** Exercise description **
Output the number of lines in the entries below with the string "each" in them, and nothing further.

━━━━━━

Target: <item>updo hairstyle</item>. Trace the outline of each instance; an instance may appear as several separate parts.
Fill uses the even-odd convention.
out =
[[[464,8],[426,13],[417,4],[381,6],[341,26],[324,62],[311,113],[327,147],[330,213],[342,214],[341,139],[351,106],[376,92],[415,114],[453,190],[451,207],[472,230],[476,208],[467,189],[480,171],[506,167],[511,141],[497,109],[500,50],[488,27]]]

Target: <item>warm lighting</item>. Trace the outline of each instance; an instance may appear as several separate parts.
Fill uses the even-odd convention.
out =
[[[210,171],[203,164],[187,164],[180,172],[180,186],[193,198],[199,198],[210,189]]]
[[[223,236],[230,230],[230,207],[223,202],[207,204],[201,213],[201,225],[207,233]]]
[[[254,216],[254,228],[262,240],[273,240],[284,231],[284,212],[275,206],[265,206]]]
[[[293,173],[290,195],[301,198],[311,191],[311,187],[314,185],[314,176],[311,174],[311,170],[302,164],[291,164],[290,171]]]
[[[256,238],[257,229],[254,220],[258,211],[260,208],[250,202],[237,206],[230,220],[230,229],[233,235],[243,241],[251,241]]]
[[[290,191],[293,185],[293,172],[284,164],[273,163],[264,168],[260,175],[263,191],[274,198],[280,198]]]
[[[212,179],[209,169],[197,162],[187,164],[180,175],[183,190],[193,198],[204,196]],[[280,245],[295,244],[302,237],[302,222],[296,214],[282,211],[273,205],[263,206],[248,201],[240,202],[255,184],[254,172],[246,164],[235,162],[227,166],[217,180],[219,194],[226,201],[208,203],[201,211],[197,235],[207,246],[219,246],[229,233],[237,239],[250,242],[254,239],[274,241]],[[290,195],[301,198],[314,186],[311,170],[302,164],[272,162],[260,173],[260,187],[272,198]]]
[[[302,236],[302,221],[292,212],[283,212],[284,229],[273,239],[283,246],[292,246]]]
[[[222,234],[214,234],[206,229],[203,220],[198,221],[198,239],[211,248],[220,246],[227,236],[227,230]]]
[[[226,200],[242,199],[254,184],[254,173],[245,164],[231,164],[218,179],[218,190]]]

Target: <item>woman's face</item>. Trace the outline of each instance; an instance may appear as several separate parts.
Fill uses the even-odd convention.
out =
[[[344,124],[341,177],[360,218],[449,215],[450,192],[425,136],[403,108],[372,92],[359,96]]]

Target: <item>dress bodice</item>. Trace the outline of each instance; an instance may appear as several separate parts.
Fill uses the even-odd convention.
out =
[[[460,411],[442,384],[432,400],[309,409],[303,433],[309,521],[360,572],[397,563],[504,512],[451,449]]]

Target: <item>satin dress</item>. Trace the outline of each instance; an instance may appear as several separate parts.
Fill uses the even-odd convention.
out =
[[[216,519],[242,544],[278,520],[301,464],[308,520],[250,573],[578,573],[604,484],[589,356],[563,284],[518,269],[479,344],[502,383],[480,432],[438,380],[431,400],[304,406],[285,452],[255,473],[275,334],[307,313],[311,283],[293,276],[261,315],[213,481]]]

━━━━━━

** Reply **
5